> REQUIRED TASK 1: Count the lines in the records below that contain the string "bicycle". Reply with only the number.

> GIVEN TEXT:
>> START
Returns a list containing four to seven matrices, with the original size and naming of the selected 2 dimensions of the argument.

avg

a matrix with the mean of the MC experiments

sd

a matrix with the standard deviation of the MC experiments

max

a matrix with the maximum value of the MC experiments

min

a matrix with the minimum value of the MC experiments

med

a matrix with the median of the MC experiments (only present if argument median = TRUE)

mad

a matrix with the median absolute deviation of the MC experiments (only present if argument median = TRUE)

ci.hi

a matrix with the maximum value of the MC experiments (only present if argument ci is not set to "none")

ci.lo

a matrix with the minimum value of the MC experiments (only present if argument ci is not set to "none")

n

a matrix with the number of observations available for computation of statistics

Author(s)

Marcelo C. Pereira

See Also

list.files.lsd() read.3d.lsd(), read.4d.lsd(), info.dimensions.lsd()

Examples

# get the list of file names of example LSD results
files <- list.files.lsd( system.file( "extdata", package = "LSDinterface" ) )

# read first instance of all variables from MC files (3D array)
inst1Array <- read.3d.lsd( files )
>> END
> REQUIRED TASK 2: According to the documentation above, when is the matrix named "med" present in the returned list?

> DATA SUPPLIED:
>> START
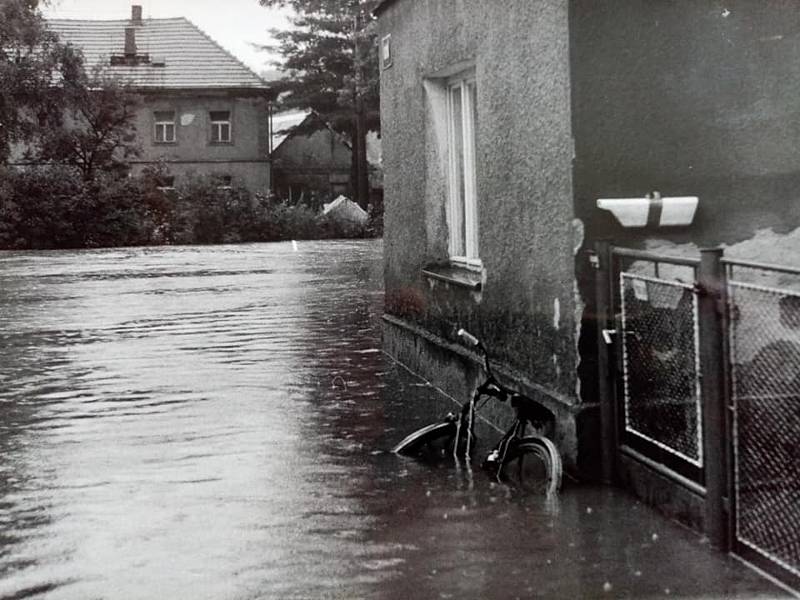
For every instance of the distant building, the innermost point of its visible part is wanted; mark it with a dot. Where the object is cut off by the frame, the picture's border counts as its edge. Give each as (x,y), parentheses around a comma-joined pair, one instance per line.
(203,111)
(309,158)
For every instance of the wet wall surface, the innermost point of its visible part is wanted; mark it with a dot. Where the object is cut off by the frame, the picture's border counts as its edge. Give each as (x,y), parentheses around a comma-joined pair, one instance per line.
(213,423)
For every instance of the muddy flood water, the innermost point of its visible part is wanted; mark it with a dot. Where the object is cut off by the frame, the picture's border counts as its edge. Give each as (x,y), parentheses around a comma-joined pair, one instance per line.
(212,422)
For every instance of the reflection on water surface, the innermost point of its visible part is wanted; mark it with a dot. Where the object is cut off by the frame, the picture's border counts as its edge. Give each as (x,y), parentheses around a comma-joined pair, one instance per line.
(208,423)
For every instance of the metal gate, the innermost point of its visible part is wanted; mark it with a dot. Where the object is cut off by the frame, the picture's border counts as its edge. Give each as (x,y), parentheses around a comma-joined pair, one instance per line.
(657,373)
(764,342)
(705,388)
(661,411)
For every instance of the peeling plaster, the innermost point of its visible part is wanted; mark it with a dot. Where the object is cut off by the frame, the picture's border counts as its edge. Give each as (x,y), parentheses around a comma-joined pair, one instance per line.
(556,314)
(578,234)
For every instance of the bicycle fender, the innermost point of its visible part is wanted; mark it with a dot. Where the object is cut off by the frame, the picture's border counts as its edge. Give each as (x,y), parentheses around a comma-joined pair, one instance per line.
(435,430)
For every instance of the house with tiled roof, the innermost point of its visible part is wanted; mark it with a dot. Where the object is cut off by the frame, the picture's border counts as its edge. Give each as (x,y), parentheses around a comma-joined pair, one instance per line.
(202,111)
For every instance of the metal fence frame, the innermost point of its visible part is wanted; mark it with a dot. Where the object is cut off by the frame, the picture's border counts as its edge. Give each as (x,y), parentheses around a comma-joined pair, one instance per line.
(712,279)
(740,542)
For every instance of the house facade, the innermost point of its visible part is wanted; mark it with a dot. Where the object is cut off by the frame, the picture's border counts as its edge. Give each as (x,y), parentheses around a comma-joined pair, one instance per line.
(309,158)
(202,111)
(516,137)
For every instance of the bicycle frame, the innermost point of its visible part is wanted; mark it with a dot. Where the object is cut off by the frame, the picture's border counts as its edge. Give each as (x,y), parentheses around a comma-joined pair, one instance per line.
(527,411)
(514,444)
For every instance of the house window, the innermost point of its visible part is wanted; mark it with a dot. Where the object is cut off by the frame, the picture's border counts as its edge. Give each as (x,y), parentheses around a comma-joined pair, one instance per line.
(223,181)
(220,126)
(462,213)
(164,132)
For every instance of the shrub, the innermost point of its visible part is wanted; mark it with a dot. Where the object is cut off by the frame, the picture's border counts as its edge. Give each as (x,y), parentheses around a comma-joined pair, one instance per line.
(53,207)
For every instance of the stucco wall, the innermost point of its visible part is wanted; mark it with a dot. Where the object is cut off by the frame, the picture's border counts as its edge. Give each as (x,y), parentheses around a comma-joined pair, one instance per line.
(689,98)
(525,311)
(245,159)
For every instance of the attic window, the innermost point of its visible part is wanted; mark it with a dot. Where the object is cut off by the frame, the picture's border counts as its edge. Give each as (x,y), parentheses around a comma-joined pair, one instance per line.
(220,126)
(164,126)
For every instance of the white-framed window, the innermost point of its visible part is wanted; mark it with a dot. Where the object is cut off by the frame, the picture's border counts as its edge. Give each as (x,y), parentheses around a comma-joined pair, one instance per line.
(220,126)
(462,213)
(164,126)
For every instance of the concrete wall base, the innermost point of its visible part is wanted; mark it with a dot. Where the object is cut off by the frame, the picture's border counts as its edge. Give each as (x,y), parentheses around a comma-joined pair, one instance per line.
(455,371)
(682,501)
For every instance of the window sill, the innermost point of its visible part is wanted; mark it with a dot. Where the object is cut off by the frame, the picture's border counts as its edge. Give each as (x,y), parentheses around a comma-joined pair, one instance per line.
(455,275)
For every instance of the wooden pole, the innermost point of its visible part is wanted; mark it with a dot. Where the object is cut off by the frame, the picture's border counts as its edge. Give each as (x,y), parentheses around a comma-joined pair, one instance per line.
(605,366)
(712,304)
>> END
> TASK ANSWER 1: 2

> TASK ANSWER 2: It is present only if the argument median = TRUE.